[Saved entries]

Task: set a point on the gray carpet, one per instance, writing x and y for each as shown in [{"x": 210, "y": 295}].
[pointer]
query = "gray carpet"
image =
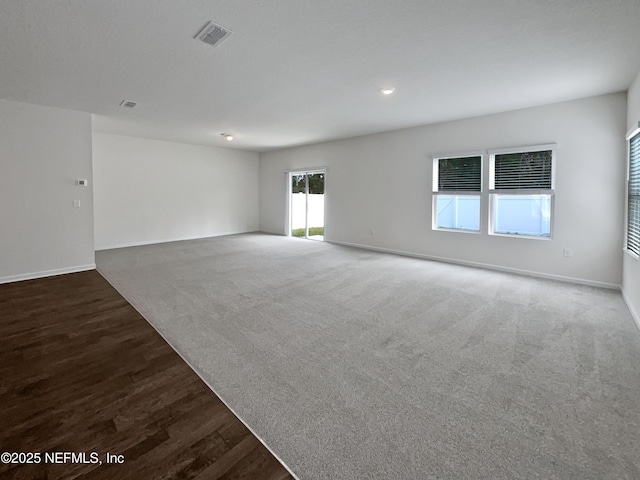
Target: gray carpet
[{"x": 353, "y": 364}]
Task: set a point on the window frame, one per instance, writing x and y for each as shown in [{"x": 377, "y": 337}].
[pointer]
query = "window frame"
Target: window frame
[
  {"x": 435, "y": 193},
  {"x": 494, "y": 193},
  {"x": 631, "y": 134}
]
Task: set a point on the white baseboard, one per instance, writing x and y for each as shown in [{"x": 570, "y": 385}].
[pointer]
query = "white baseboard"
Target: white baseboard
[
  {"x": 47, "y": 273},
  {"x": 634, "y": 314},
  {"x": 581, "y": 281},
  {"x": 166, "y": 240}
]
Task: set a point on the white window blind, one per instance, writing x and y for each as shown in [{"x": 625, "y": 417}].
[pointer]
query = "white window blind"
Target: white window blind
[{"x": 633, "y": 209}]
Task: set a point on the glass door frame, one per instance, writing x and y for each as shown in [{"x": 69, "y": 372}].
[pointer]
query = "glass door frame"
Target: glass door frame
[{"x": 289, "y": 210}]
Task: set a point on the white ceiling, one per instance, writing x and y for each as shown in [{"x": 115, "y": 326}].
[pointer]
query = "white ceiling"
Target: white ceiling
[{"x": 303, "y": 71}]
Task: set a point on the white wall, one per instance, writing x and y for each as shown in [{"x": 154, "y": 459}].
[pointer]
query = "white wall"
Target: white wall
[
  {"x": 43, "y": 151},
  {"x": 383, "y": 182},
  {"x": 150, "y": 191},
  {"x": 631, "y": 267}
]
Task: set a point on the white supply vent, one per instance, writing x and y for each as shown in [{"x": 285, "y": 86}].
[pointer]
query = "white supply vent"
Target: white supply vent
[{"x": 213, "y": 34}]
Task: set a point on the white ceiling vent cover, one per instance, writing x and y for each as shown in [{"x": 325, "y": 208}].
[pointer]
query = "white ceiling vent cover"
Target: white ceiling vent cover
[{"x": 213, "y": 34}]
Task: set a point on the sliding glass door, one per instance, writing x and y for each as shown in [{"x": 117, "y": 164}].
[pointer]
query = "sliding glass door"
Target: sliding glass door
[{"x": 306, "y": 204}]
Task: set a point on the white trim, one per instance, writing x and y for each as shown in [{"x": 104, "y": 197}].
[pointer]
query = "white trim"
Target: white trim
[
  {"x": 473, "y": 153},
  {"x": 168, "y": 240},
  {"x": 532, "y": 148},
  {"x": 307, "y": 170},
  {"x": 202, "y": 378},
  {"x": 47, "y": 273},
  {"x": 634, "y": 314},
  {"x": 633, "y": 132},
  {"x": 486, "y": 266}
]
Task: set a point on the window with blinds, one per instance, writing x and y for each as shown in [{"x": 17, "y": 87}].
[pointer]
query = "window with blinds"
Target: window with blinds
[
  {"x": 457, "y": 184},
  {"x": 460, "y": 174},
  {"x": 521, "y": 187},
  {"x": 523, "y": 171},
  {"x": 633, "y": 202}
]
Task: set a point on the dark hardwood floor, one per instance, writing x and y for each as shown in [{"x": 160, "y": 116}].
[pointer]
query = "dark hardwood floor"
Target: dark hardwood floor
[{"x": 82, "y": 371}]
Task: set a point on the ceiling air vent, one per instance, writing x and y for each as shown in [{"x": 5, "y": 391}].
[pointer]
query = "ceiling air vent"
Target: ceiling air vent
[{"x": 213, "y": 34}]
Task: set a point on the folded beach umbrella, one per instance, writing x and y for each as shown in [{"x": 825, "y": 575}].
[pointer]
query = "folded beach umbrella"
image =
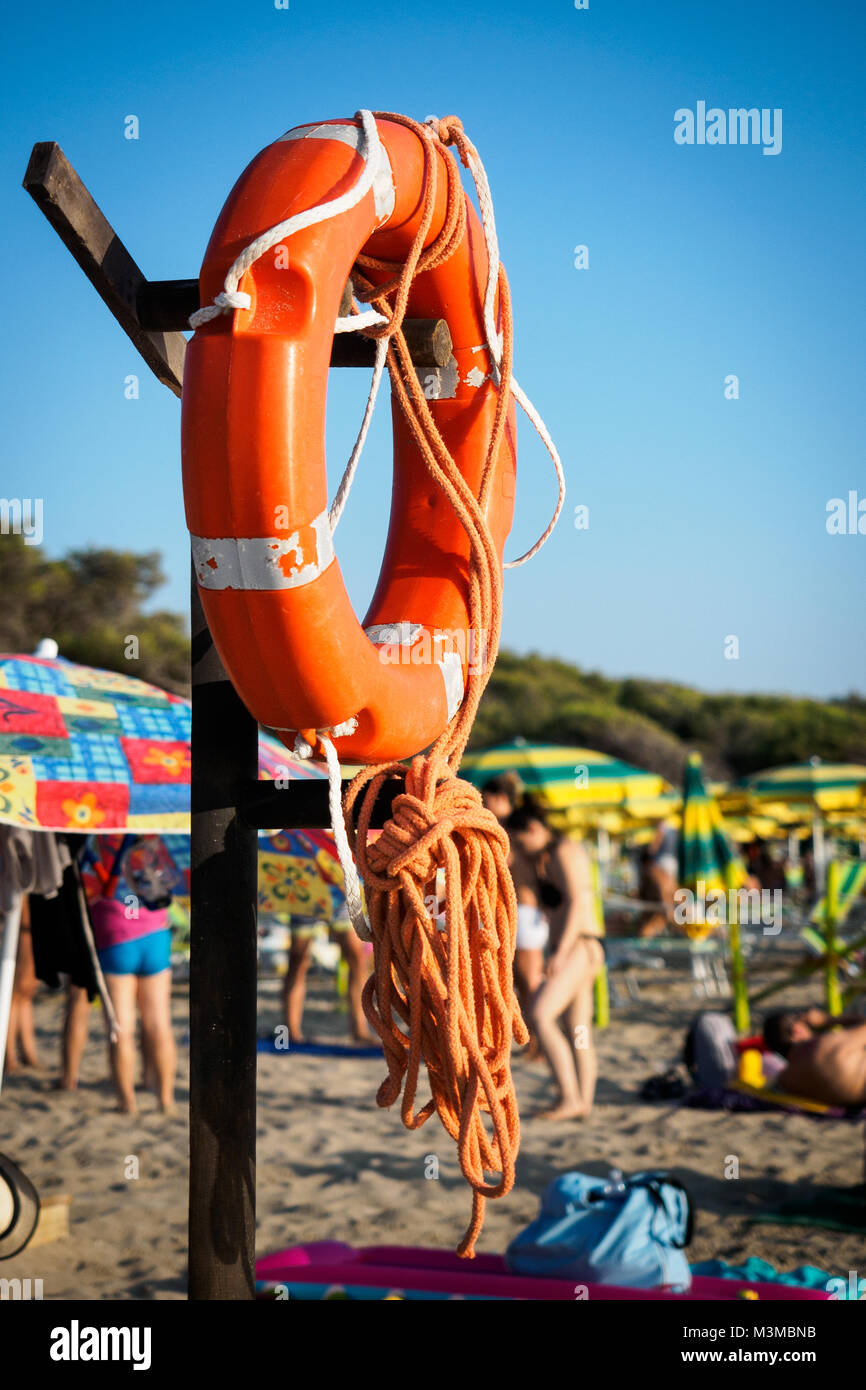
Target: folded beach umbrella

EXERCISE DIRECTIONS: From the line containing "Task: set a point on the ceiling" down to the last line of the entries above, retype each line exactly as it stands, but skip the pictures.

SOLUTION TO THIS EXERCISE:
Task: set a point on the ceiling air vent, one per instance, writing x and y for each as shown in [{"x": 5, "y": 391}].
[pointer]
query = "ceiling air vent"
Target: ceiling air vent
[{"x": 213, "y": 34}]
Task: set a point on the folded beach umbrella, one per instance, writing x and y for each as shown in [{"x": 825, "y": 575}].
[pointer]
query = "folded beach umbrella"
image =
Target: folded beach umbrella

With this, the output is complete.